• **Supplied material**

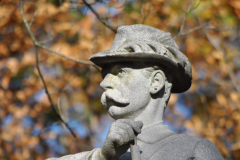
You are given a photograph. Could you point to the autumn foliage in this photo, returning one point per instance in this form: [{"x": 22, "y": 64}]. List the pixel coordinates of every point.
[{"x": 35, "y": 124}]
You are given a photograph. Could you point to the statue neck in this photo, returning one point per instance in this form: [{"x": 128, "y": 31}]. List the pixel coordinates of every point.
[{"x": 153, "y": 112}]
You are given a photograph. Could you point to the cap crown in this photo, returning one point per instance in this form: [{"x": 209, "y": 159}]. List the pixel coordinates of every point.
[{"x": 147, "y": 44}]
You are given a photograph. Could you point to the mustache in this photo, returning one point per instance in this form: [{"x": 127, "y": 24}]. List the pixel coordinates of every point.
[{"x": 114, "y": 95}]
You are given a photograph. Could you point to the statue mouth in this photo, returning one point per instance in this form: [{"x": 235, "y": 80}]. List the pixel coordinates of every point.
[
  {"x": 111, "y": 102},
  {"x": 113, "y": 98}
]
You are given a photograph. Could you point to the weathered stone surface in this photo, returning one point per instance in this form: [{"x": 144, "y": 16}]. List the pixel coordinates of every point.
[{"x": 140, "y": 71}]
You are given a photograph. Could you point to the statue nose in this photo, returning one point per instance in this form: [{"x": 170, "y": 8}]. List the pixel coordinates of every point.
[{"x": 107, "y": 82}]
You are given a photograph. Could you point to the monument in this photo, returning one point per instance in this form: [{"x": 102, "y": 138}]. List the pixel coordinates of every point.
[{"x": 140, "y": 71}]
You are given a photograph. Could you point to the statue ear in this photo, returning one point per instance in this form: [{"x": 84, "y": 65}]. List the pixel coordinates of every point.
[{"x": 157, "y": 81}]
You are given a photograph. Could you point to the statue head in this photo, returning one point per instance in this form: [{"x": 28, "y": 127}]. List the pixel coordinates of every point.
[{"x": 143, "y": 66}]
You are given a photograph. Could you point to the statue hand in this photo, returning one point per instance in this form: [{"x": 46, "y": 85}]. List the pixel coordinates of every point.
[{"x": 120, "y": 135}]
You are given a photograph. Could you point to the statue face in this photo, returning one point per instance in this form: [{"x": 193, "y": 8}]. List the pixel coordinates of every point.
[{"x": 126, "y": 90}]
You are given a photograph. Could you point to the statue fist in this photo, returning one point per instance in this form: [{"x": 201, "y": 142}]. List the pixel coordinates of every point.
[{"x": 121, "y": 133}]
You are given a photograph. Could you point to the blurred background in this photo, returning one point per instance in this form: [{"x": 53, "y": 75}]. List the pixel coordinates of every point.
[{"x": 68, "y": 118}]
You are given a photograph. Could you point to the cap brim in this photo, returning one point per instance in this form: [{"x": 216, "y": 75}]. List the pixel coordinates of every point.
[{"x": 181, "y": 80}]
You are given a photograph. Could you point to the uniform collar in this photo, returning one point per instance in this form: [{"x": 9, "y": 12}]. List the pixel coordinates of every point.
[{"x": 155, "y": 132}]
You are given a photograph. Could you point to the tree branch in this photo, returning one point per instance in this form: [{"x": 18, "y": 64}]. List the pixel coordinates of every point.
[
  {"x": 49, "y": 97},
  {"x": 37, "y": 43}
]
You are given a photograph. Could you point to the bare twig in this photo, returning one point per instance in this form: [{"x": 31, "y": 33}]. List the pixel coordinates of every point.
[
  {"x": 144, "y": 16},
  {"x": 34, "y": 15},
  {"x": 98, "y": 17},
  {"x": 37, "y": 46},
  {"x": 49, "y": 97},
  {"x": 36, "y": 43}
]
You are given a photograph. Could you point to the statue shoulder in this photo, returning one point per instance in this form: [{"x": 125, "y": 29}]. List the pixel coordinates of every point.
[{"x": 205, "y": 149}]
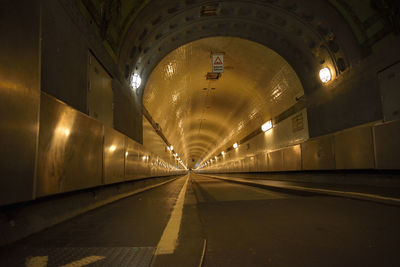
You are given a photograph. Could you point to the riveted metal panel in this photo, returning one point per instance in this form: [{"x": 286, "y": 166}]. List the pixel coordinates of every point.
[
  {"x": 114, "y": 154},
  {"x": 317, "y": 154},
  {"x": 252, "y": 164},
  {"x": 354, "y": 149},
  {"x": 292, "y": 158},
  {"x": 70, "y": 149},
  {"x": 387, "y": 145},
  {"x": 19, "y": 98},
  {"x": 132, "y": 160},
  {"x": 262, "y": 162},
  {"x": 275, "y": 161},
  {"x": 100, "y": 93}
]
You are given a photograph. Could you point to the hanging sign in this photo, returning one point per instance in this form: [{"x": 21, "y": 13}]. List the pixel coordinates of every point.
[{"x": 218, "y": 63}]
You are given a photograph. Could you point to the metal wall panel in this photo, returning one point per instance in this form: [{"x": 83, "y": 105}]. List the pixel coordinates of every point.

• **Set exercise**
Set down the material above as is, without any pictures.

• **Written solution**
You are given a photograph. Could you point to the autumn foliage in this photo, returning one point per instance in this form: [{"x": 22, "y": 64}]. List the pixel coordinates of every point.
[{"x": 35, "y": 124}]
You are given a photograph. Could you point to the statue neck in this photo, returning one point per instance in this form: [{"x": 128, "y": 31}]. List the pixel coordinates of every point.
[{"x": 153, "y": 112}]
You are given a photograph. Could you point to the cap crown in this photo, returning one point per instance in this form: [{"x": 209, "y": 159}]. List the pixel coordinates of every point.
[{"x": 147, "y": 44}]
You are given a photograph. Could you point to the mustache in this photo, returning one point per instance in this form: [{"x": 127, "y": 24}]. List the pixel coordinates of every point.
[{"x": 114, "y": 95}]
You are given a photograph. Could you point to the statue mouth in this photo, returning one point per instance in this form: [{"x": 235, "y": 80}]. List the pixel coordinates of every point.
[
  {"x": 111, "y": 102},
  {"x": 113, "y": 98}
]
You are given a photograph. Could you point to the weathered stone surface in this photo, returning one point per instance in this form: [{"x": 144, "y": 16}]. List the pixel coordinates of every point.
[{"x": 140, "y": 71}]
You are given a photograph. Could you point to the statue nose in this photo, returning one point per instance in this form: [{"x": 170, "y": 8}]. List the pixel coordinates of every point.
[{"x": 107, "y": 82}]
You are given a photograph. Could you point to the monument in this photo, returning one point per instance in this form: [{"x": 102, "y": 138}]. List the pixel coordinates of every point.
[{"x": 140, "y": 71}]
You are given a photograph. Could you point to the statue ear in this photo, returning one point per instance in this form: [{"x": 84, "y": 65}]. List the pixel coordinates of every point.
[{"x": 157, "y": 81}]
You are given a photograph. Could you point to the statue head in this photo, returning one point per instance in this form: [{"x": 28, "y": 127}]. List the pixel coordinates of every point.
[{"x": 143, "y": 66}]
You are given a photograph. Could you point to the statue hand in this photo, returning one point per instance in this form: [{"x": 46, "y": 85}]. List the pixel coordinates of every point.
[{"x": 120, "y": 135}]
You are given a photograph. Could you point to the statue face in this photo, returning one point per instance in this form: [{"x": 193, "y": 8}]. List the pixel coordinates of every point.
[{"x": 126, "y": 90}]
You are given a photograph. Could you point to the statue fist in this photo, returning one point per instance in this form: [{"x": 201, "y": 142}]. List the pixel coordinates of every point.
[{"x": 121, "y": 133}]
You are given a photograph. Could you point to the blurred background in this photo, returning one point per instance in this form: [{"x": 53, "y": 75}]. List the pixel coordinates of every point.
[{"x": 68, "y": 118}]
You are given a photograph. Could you point to the cap brim in this photo, returning one point per instance in this form: [{"x": 216, "y": 75}]. List the pixel coordinates of every point.
[{"x": 181, "y": 80}]
You are given a photograph. Could you point to the uniform collar in this photo, returning one point per instance in this form: [{"x": 9, "y": 12}]. List the pixel coordinates of every point.
[{"x": 155, "y": 132}]
You are given a photograph. Could you point to the tree branch in this photo, returning one point per instance in this form: [{"x": 18, "y": 64}]. List the pixel coordinates of every point.
[
  {"x": 49, "y": 97},
  {"x": 37, "y": 43}
]
You are given a photograph. Could you point to the bare twig in this photo, returning one point per instance in this form: [{"x": 31, "y": 33}]. List the pixel coordinates of every point.
[
  {"x": 144, "y": 16},
  {"x": 34, "y": 15},
  {"x": 98, "y": 17},
  {"x": 37, "y": 46},
  {"x": 49, "y": 97},
  {"x": 36, "y": 43}
]
You are given a photograph. Could you point to the statue shoulder in this photo, returning one point per instance in this form: [{"x": 125, "y": 29}]. List the pixel coordinates of every point.
[{"x": 205, "y": 149}]
You are given a photograph. Could you point to the riveted metal panel in this photo, returning one point per instance in this form: [{"x": 286, "y": 166}]. List the pixel coordinates of every point.
[
  {"x": 114, "y": 154},
  {"x": 317, "y": 154},
  {"x": 252, "y": 164},
  {"x": 354, "y": 149},
  {"x": 292, "y": 158},
  {"x": 70, "y": 149},
  {"x": 387, "y": 145},
  {"x": 19, "y": 98},
  {"x": 132, "y": 160},
  {"x": 262, "y": 162},
  {"x": 275, "y": 161},
  {"x": 100, "y": 93}
]
You are given a photograph. Could you point to the hanging sign in this photo, returning one point per instance in this form: [{"x": 21, "y": 13}]. List the pixel coordinates of every point.
[{"x": 218, "y": 63}]
You are given a photograph. Could you point to the metal wall panel in this photo, returning one point per instance in this form: [{"x": 83, "y": 105}]. List the pixel coordinates of every point.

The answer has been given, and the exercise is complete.